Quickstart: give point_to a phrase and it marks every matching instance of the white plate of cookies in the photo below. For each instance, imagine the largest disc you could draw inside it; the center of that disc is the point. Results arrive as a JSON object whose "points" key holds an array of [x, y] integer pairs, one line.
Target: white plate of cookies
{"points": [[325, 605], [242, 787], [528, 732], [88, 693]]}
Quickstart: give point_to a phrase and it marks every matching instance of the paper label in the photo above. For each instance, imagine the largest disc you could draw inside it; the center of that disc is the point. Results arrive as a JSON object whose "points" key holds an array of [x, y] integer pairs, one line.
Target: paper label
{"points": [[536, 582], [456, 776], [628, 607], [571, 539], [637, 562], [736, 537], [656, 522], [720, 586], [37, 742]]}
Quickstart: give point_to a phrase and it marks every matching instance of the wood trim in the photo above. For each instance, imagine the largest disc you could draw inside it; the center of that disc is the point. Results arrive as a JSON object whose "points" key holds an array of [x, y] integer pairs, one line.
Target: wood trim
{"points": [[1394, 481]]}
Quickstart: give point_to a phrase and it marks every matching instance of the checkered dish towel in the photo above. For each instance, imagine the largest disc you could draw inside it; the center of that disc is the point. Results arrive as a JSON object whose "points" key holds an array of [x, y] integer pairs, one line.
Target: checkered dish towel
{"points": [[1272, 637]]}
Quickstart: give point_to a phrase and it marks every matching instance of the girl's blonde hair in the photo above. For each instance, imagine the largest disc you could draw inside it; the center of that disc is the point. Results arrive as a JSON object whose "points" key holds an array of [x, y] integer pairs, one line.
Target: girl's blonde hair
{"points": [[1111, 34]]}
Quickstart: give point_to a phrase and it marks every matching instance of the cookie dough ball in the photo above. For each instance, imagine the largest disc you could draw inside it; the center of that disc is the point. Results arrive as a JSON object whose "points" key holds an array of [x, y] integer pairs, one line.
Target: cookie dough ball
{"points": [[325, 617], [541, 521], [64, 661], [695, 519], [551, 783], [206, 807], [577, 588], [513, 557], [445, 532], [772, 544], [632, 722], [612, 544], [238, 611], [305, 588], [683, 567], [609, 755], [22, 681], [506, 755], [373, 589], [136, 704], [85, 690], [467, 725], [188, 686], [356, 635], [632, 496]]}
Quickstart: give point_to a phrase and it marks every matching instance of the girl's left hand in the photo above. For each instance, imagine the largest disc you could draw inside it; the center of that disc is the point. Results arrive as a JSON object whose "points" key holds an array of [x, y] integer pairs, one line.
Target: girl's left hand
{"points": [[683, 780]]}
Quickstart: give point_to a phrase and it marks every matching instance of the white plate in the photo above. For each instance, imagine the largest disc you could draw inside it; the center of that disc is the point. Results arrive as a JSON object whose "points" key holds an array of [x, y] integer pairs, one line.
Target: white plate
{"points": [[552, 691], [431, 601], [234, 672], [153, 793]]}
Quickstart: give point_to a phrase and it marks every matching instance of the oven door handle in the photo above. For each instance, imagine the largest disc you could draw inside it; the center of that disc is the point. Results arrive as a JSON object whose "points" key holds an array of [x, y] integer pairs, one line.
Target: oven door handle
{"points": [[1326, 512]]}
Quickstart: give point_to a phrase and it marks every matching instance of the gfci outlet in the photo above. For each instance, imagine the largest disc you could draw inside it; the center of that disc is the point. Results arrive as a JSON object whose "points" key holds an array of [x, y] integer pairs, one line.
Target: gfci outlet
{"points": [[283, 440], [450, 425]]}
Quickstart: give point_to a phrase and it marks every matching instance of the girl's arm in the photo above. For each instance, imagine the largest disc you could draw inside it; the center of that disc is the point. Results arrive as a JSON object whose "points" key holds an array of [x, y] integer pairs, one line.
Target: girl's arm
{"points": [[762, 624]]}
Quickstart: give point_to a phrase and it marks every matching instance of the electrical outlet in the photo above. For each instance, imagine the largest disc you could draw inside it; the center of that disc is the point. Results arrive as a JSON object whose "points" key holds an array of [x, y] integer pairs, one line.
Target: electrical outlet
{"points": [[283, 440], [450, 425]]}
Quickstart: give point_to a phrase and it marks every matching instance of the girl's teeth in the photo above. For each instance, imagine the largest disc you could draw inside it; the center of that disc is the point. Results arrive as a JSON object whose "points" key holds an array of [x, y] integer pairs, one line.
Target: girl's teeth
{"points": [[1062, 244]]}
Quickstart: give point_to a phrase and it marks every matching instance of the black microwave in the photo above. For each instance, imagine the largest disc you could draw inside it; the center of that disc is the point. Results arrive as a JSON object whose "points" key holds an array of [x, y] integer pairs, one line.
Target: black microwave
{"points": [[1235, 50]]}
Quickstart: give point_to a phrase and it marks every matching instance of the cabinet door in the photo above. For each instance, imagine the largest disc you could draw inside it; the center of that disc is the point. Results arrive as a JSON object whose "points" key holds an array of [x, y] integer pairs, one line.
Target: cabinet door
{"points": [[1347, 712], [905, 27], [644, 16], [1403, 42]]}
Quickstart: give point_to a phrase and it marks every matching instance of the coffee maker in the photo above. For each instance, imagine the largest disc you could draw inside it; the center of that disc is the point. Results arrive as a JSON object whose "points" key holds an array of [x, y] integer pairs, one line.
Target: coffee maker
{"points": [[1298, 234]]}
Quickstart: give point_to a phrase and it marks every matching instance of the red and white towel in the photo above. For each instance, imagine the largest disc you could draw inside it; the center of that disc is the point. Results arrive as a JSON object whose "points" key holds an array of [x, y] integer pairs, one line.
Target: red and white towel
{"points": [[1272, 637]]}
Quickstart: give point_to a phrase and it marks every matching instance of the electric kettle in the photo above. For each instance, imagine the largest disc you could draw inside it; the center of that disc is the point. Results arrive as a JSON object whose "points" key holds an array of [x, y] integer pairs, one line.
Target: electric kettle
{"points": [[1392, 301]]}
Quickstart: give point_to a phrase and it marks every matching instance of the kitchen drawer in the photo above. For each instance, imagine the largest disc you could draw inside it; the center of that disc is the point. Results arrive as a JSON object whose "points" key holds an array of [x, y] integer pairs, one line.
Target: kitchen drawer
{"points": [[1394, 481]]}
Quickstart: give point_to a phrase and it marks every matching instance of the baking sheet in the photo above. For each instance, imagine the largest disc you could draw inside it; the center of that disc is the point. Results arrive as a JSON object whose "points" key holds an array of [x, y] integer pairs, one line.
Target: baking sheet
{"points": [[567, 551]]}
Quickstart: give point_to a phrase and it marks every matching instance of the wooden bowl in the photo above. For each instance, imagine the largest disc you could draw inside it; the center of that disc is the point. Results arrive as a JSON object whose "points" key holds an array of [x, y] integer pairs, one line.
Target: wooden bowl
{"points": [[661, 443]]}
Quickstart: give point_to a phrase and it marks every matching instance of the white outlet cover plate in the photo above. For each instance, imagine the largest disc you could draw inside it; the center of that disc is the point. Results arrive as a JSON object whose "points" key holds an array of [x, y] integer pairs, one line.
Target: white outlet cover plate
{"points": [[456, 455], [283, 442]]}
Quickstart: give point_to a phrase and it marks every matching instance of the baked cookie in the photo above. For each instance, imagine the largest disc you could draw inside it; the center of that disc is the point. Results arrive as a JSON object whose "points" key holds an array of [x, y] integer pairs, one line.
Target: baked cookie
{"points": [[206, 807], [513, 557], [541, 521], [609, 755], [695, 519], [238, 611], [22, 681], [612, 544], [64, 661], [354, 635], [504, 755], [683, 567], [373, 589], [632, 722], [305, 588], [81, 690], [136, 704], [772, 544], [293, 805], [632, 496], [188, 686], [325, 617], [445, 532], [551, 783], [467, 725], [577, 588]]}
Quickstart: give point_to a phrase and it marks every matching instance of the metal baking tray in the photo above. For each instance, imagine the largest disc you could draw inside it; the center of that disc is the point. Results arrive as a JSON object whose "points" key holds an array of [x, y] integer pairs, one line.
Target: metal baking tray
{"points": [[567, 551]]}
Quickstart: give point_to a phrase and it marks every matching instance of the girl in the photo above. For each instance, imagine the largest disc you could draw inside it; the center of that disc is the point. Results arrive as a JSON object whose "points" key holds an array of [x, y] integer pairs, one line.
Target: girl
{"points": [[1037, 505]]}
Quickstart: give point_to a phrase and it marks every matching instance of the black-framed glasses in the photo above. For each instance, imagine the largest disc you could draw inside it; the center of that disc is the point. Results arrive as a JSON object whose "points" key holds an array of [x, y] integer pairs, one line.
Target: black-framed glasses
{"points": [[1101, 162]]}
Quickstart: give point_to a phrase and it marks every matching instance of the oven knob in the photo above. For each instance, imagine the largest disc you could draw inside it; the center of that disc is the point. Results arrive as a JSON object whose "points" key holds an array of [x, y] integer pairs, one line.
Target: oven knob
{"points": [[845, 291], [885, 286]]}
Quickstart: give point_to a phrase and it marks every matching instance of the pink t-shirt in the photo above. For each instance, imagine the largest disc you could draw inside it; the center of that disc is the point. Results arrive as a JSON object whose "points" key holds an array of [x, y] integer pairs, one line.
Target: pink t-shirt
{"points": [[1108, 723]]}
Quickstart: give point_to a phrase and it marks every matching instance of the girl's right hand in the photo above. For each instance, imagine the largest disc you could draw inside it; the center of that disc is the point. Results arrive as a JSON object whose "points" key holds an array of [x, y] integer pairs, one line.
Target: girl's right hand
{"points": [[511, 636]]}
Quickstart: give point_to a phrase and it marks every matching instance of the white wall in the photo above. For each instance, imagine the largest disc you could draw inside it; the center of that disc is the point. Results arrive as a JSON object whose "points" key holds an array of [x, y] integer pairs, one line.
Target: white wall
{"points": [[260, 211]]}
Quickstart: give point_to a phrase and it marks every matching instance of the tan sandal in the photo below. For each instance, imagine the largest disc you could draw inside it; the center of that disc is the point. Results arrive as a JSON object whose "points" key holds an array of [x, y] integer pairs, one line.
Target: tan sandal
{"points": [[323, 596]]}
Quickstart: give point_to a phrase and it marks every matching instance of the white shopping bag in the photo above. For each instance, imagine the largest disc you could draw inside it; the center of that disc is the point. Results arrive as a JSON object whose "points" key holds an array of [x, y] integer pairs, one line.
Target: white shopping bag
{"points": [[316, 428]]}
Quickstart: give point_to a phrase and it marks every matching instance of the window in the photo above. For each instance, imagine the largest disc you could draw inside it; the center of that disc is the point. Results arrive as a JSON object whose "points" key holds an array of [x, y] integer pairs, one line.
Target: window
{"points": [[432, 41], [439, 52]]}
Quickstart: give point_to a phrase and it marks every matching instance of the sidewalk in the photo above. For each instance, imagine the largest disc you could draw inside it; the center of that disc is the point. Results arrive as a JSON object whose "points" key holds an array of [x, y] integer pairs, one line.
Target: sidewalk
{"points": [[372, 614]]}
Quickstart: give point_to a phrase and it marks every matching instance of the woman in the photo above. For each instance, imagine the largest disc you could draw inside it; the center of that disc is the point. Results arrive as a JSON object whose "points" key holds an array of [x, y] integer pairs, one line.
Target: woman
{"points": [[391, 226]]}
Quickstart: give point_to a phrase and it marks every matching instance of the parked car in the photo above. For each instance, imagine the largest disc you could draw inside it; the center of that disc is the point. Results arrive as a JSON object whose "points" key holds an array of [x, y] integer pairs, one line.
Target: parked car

######

▸ **Goal of the exercise**
Find each line in the records above that contains "below", and copy it.

▸ **Answer to the exercise**
Quickstart: give point_to a phrase and it marks every matching instance of the white plate of cookies in the photo below. For each instance, imagine the largest disc you could draw inside it; the center of that disc is the point. Results arrive as a JSON object whose "points" key holds an array of [x, y] integer pairs, one line.
Quickstart: give point_to a phrase and it marks every matching instance of the tan sandal in the photo below. For each instance, imagine the largest disc you could draw inside it; the center of that disc is the point. Results arrive as a JSON object whose "points" key holds an array of [x, y] integer pairs, one line.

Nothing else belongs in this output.